At a glance, the sophomore album by Los Angeles, California punk band 400 Blows gives off a rather sophisticated air. The group name cribs the title from François Truffaut’s masterpiece of French New Wave filmmaking. The album’s name is lifted from a scene in Antony Burgess’ lyrical twisted glance at the future, A Clockwork Orange, in which Alex, looking to lure two young women home, promises music they’ve never heard before that will sound both heavenly and hellish. Yet for all the high art references, scripted fonts and pretty line drawings that leap from the virgin white background of the album cover, once you slide the disc into your player you’re in for a surprise. The music is an engaging and powerfully street-level style of punk rock, blessed with kind of urgency and potency that out of which legends are made.
Consisting of no more than guitar, drums and a singer, 400 Blows distill punk rock to its most immediate and primal elements. However, within that minimal framework, the band provides a healthy amount of twists, turns and dynamics—turning what could’ve been a very repetitive disc into one that brims with excitement and enthusiasm. But all that energy is tempered with a healthy dose of abrasiveness. You won’t be singing along to any of these tracks anytime soon, while their raw attack is a heady mix that sounds like Black Flag covered by Rhode Island noise monsters Lightning Bolt.
Angel's Trumpets and Devil's Trombones
(Gold Standard Laboratories)

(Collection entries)
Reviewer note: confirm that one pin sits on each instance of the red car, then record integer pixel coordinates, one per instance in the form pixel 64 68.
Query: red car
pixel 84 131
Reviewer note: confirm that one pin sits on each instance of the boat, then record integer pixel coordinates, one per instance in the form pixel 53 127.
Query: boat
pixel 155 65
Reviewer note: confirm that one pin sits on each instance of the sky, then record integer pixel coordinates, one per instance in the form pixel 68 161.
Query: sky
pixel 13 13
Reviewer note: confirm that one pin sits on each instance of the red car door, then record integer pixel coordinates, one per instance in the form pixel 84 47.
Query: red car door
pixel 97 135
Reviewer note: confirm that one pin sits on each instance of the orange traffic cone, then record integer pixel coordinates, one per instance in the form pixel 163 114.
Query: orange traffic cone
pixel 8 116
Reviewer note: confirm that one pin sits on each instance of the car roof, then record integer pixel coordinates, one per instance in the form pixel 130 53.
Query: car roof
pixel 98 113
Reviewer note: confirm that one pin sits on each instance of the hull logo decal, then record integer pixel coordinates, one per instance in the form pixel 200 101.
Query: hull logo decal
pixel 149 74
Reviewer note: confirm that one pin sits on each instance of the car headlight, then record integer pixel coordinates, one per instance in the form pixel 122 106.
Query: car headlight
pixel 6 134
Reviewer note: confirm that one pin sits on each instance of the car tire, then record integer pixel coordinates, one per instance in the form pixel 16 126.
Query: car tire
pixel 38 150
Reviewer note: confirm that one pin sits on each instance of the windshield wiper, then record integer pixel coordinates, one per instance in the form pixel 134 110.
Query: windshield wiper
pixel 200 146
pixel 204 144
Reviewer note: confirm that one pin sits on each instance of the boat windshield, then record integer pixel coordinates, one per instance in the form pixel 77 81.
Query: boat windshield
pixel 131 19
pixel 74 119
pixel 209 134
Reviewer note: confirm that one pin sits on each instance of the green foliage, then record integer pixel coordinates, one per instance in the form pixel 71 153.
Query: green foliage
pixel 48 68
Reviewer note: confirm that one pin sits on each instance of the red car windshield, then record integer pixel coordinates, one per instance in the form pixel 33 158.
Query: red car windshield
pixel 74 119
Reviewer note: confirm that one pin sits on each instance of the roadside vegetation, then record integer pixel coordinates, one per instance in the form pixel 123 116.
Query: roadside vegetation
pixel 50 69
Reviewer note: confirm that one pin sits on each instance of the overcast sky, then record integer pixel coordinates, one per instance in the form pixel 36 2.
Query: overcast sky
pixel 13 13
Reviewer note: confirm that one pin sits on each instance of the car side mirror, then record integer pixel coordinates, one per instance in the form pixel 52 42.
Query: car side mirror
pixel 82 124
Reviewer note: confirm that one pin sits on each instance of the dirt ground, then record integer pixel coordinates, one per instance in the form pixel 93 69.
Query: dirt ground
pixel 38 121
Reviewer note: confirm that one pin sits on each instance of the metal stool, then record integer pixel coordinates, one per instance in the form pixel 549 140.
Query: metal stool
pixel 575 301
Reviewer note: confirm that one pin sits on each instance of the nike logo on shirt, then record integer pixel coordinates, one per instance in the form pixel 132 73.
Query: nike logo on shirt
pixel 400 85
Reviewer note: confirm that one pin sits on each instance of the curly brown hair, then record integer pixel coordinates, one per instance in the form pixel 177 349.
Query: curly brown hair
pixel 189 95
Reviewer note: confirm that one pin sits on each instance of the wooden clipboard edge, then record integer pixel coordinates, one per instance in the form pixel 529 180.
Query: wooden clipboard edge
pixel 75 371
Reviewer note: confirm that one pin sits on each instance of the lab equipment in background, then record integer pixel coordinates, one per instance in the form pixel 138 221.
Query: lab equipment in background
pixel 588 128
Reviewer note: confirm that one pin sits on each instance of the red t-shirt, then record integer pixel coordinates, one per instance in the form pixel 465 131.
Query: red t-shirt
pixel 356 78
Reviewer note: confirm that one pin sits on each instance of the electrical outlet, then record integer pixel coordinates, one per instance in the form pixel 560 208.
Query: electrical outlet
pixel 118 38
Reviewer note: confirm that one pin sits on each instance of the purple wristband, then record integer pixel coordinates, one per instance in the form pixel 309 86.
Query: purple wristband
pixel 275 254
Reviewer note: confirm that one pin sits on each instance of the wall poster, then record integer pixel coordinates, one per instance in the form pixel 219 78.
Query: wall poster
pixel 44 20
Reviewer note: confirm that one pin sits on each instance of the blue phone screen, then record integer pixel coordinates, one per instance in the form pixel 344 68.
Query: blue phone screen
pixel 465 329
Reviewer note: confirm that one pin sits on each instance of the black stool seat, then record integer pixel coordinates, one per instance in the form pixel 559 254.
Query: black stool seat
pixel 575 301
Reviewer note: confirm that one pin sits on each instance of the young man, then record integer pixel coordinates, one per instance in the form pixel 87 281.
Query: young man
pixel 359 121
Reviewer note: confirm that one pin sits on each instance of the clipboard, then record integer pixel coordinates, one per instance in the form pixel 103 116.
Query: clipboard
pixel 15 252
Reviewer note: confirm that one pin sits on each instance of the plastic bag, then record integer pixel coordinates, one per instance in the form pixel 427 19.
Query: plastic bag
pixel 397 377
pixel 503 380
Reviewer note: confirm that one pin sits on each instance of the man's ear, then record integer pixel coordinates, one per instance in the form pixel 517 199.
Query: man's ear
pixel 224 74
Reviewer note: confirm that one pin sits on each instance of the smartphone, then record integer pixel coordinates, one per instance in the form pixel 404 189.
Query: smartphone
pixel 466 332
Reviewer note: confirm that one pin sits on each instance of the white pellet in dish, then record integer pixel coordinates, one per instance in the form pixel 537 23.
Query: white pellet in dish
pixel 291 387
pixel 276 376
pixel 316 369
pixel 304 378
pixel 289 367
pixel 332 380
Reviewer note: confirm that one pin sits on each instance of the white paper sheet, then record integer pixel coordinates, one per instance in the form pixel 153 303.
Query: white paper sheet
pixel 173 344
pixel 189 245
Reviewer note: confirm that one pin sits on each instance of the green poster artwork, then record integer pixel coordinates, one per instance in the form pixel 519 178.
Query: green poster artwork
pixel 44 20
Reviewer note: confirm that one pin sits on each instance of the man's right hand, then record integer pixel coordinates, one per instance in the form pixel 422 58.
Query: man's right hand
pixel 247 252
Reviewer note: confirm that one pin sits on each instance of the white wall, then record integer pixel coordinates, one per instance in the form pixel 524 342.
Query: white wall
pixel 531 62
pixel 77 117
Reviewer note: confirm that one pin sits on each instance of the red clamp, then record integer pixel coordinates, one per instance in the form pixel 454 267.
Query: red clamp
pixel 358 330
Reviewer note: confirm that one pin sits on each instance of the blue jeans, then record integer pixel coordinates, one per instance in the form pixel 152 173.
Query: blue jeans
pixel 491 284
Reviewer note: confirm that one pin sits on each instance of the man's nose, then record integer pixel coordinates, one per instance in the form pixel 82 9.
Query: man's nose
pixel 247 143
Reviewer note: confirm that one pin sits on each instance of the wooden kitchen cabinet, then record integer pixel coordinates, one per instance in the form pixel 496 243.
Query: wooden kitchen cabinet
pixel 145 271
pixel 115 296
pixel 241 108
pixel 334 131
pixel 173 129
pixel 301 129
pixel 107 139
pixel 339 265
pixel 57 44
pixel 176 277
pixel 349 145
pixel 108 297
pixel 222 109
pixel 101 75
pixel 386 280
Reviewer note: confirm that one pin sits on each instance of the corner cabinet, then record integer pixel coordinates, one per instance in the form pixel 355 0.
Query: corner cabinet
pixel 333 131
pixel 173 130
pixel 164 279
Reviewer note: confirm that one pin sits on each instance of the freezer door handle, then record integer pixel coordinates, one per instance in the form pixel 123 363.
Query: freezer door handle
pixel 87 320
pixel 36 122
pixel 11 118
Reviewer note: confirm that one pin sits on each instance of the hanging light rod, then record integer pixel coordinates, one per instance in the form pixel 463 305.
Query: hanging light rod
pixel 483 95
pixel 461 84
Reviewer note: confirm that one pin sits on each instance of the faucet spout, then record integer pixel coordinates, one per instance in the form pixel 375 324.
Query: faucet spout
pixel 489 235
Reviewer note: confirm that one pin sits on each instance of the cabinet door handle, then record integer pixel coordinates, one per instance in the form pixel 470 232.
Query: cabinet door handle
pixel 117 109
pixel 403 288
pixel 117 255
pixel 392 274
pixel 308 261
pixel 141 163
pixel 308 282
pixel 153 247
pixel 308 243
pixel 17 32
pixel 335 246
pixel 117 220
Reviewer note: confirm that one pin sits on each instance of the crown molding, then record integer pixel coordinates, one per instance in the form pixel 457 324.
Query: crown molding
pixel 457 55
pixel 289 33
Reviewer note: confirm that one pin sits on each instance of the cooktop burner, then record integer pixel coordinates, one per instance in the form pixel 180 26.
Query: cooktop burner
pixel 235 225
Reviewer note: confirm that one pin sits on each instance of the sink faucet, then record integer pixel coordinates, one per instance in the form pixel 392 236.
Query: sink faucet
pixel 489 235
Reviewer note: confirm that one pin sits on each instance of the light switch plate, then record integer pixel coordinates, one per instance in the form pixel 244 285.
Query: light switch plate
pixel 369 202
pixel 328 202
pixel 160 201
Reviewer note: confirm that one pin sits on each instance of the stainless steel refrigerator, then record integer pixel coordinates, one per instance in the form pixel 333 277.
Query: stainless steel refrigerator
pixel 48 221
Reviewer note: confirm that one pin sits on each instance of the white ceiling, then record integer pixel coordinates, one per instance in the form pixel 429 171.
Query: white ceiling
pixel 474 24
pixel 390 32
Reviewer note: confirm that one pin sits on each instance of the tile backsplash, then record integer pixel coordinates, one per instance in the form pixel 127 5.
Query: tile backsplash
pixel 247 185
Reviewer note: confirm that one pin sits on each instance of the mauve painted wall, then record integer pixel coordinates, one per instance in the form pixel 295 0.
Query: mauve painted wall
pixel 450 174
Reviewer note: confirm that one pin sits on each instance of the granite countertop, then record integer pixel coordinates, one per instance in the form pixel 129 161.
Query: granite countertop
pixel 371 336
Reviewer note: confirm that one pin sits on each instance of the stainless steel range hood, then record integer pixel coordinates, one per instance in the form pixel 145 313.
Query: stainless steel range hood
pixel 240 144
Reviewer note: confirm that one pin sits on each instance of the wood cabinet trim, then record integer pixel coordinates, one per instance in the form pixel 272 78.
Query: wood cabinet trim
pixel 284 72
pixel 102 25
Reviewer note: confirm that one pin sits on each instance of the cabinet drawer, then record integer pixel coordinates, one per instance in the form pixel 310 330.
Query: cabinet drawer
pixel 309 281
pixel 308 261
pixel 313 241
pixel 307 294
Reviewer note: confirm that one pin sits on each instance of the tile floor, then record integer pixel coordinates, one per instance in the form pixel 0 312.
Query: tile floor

WORK REQUIRED: Quote the album review above in full, word for word. The listing is separate material and has no connection to the album review.

TASK RESULT:
At a glance, the sophomore album by Los Angeles, California punk band 400 Blows gives off a rather sophisticated air. The group name cribs the title from François Truffaut’s masterpiece of French New Wave filmmaking. The album’s name is lifted from a scene in Antony Burgess’ lyrical twisted glance at the future, A Clockwork Orange, in which Alex, looking to lure two young women home, promises music they’ve never heard before that will sound both heavenly and hellish. Yet for all the high art references, scripted fonts and pretty line drawings that leap from the virgin white background of the album cover, once you slide the disc into your player you’re in for a surprise. The music is an engaging and powerfully street-level style of punk rock, blessed with kind of urgency and potency that out of which legends are made.
Consisting of no more than guitar, drums and a singer, 400 Blows distill punk rock to its most immediate and primal elements. However, within that minimal framework, the band provides a healthy amount of twists, turns and dynamics—turning what could’ve been a very repetitive disc into one that brims with excitement and enthusiasm. But all that energy is tempered with a healthy dose of abrasiveness. You won’t be singing along to any of these tracks anytime soon, while their raw attack is a heady mix that sounds like Black Flag covered by Rhode Island noise monsters Lightning Bolt.
Angel's Trumpets and Devil's Trombones
(Gold Standard Laboratories)